# [WORK REQUEST]
Copy the lines below that contain "logo".

# [SOURCE DATA]
###

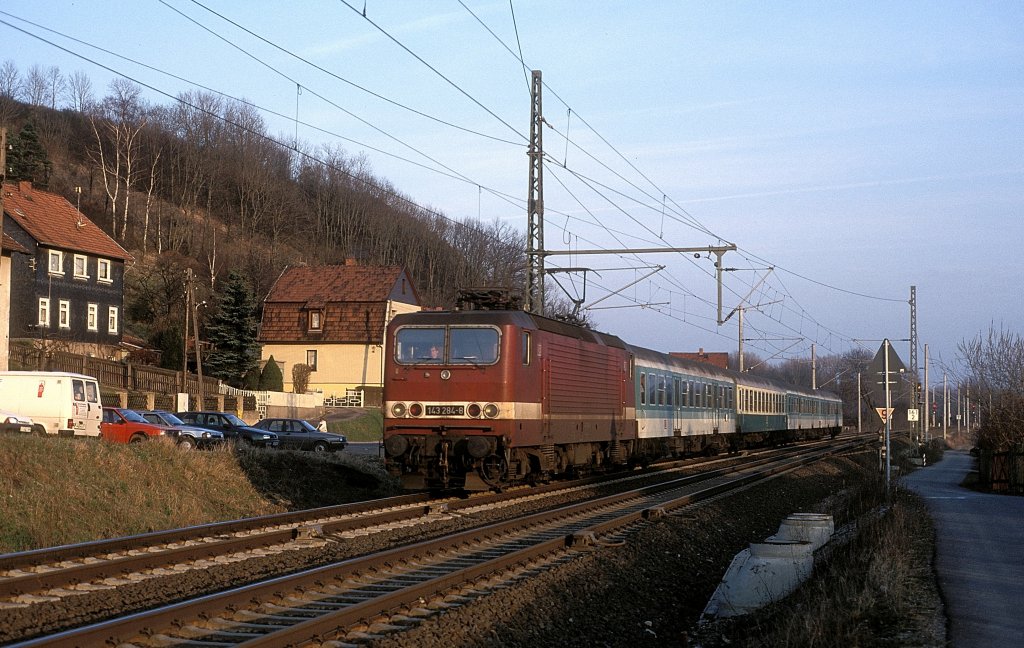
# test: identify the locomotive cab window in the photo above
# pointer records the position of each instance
(417, 345)
(473, 345)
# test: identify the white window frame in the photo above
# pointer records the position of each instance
(44, 312)
(104, 271)
(84, 274)
(51, 256)
(64, 313)
(112, 319)
(92, 319)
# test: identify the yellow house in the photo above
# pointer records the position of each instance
(333, 318)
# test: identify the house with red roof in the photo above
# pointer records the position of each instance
(333, 318)
(68, 292)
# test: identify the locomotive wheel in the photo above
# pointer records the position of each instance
(494, 470)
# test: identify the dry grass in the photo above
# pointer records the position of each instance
(57, 491)
(878, 590)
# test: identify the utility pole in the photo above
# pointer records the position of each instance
(740, 322)
(915, 398)
(4, 326)
(535, 203)
(814, 368)
(889, 417)
(945, 406)
(859, 406)
(928, 412)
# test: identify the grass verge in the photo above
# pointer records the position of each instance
(57, 491)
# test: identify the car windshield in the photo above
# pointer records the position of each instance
(233, 420)
(131, 415)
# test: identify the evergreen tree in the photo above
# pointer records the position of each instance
(27, 160)
(231, 333)
(271, 379)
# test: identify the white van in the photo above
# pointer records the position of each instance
(58, 402)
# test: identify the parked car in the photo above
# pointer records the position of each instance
(187, 436)
(10, 422)
(297, 434)
(233, 428)
(125, 426)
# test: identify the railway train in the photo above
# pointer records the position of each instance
(482, 399)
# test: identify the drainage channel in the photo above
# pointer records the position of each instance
(321, 603)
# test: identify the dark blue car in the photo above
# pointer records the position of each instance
(233, 428)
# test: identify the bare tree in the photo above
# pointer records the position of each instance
(118, 132)
(55, 85)
(995, 362)
(78, 92)
(35, 86)
(10, 92)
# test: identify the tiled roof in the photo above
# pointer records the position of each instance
(350, 322)
(12, 246)
(54, 222)
(331, 284)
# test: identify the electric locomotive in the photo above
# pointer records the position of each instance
(480, 399)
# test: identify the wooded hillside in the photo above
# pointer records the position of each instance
(200, 182)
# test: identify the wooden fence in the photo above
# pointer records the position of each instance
(112, 374)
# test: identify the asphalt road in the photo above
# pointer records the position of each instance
(980, 555)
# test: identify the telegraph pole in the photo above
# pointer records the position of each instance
(535, 203)
(915, 398)
(4, 327)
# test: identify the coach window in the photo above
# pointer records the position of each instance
(472, 345)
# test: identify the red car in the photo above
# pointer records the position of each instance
(125, 426)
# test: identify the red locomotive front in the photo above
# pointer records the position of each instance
(481, 399)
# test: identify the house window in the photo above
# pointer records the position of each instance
(64, 313)
(55, 262)
(44, 312)
(93, 317)
(103, 270)
(81, 266)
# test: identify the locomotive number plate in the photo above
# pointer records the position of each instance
(445, 411)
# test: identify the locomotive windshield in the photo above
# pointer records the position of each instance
(419, 345)
(473, 346)
(463, 345)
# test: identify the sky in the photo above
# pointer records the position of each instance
(849, 150)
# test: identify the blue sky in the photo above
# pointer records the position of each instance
(856, 147)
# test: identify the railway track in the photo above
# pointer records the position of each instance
(386, 591)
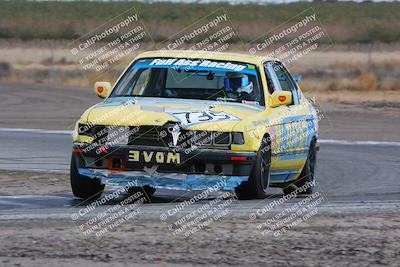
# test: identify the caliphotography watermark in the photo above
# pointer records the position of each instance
(97, 218)
(292, 40)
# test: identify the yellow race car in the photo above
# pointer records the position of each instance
(195, 121)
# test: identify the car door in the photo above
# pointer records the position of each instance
(293, 121)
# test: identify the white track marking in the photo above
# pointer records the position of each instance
(321, 141)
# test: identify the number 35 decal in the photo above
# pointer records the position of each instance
(195, 117)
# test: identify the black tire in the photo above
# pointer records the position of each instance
(257, 185)
(307, 174)
(83, 186)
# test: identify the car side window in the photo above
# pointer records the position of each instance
(285, 80)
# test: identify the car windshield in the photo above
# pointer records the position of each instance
(191, 79)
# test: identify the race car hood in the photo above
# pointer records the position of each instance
(190, 114)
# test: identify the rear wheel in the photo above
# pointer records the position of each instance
(258, 183)
(83, 186)
(307, 175)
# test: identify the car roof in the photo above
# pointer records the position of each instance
(245, 58)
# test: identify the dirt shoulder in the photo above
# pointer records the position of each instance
(335, 240)
(347, 115)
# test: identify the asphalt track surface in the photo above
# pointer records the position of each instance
(348, 173)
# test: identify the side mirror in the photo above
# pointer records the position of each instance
(297, 78)
(102, 89)
(281, 98)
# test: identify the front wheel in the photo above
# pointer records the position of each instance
(258, 183)
(83, 186)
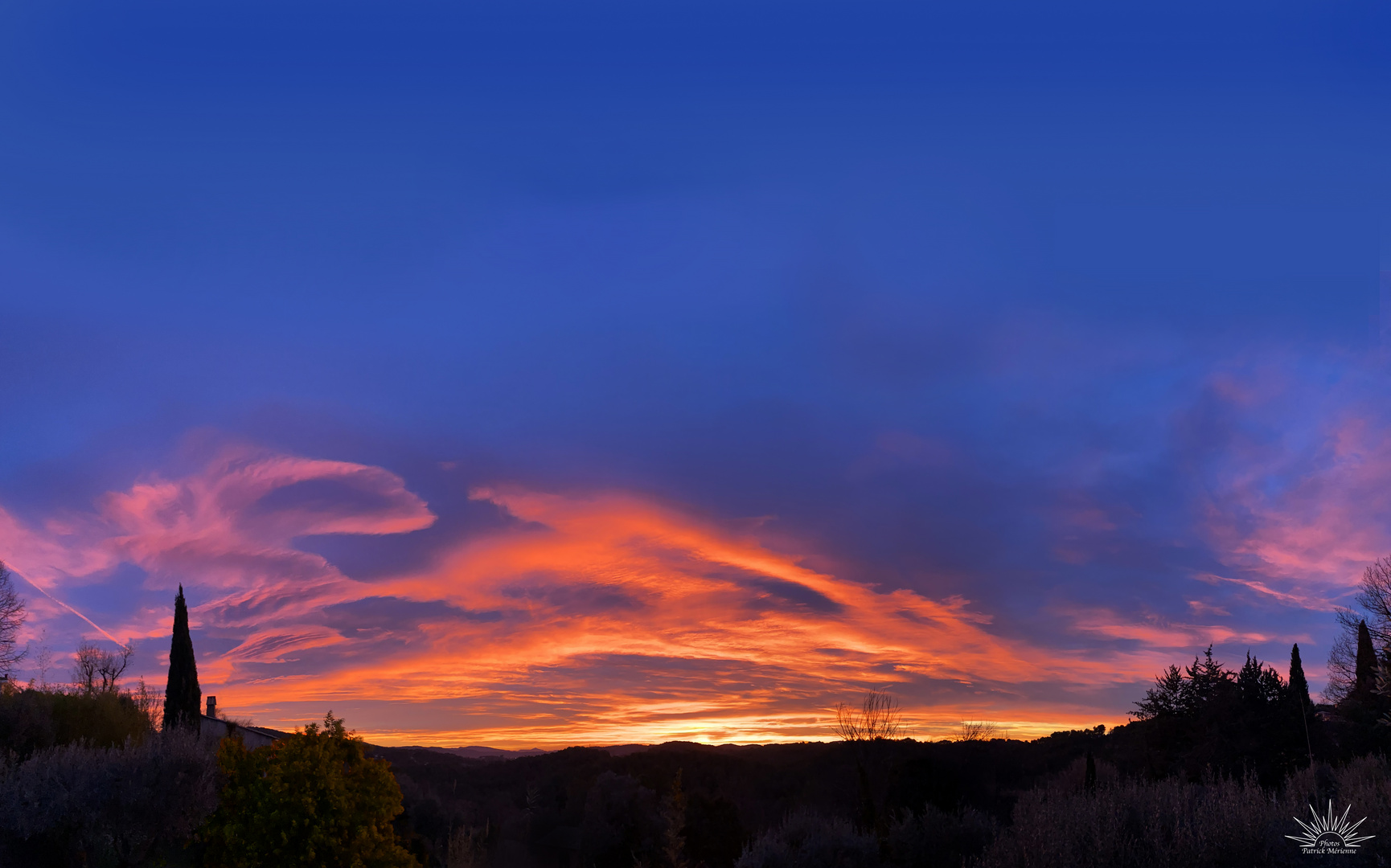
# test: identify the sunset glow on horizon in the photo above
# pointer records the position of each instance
(544, 375)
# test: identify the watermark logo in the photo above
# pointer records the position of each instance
(1330, 833)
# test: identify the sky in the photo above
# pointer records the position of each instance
(540, 375)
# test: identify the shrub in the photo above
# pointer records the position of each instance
(1217, 821)
(38, 719)
(808, 841)
(113, 805)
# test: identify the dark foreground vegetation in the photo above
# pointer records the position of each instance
(1212, 772)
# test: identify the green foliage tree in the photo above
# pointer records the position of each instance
(183, 696)
(312, 800)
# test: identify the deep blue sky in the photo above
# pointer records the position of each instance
(1069, 310)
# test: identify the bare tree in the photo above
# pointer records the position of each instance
(878, 717)
(99, 671)
(1343, 657)
(977, 731)
(11, 618)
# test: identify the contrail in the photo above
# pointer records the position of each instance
(72, 609)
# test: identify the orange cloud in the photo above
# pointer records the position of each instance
(590, 618)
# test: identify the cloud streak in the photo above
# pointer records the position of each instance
(585, 616)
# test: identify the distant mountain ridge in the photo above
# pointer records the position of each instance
(478, 751)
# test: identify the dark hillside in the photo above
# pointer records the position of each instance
(565, 803)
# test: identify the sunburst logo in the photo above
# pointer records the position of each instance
(1330, 833)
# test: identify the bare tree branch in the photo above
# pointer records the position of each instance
(977, 731)
(11, 618)
(878, 717)
(99, 671)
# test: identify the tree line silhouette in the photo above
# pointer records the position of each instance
(1208, 772)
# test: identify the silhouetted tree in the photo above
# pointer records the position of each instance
(99, 671)
(11, 618)
(1298, 686)
(183, 696)
(310, 799)
(878, 717)
(1364, 681)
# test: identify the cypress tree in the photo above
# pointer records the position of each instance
(1366, 664)
(1298, 686)
(183, 694)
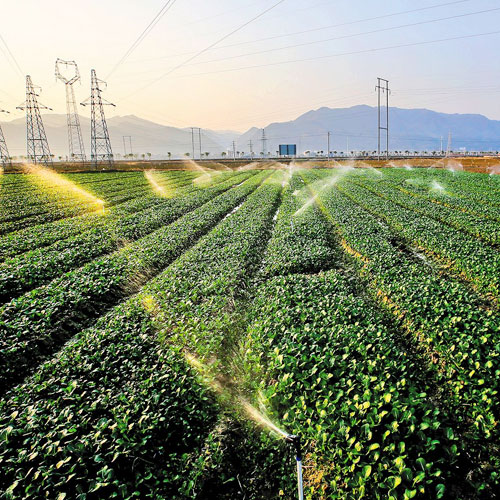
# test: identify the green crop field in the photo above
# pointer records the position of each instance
(158, 329)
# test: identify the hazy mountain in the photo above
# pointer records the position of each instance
(147, 136)
(352, 129)
(355, 129)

###

# [REPLY TO THE EXERCISE]
# test: identify the watermark logo in the photo above
# test: identify the sunburst logo in the photo above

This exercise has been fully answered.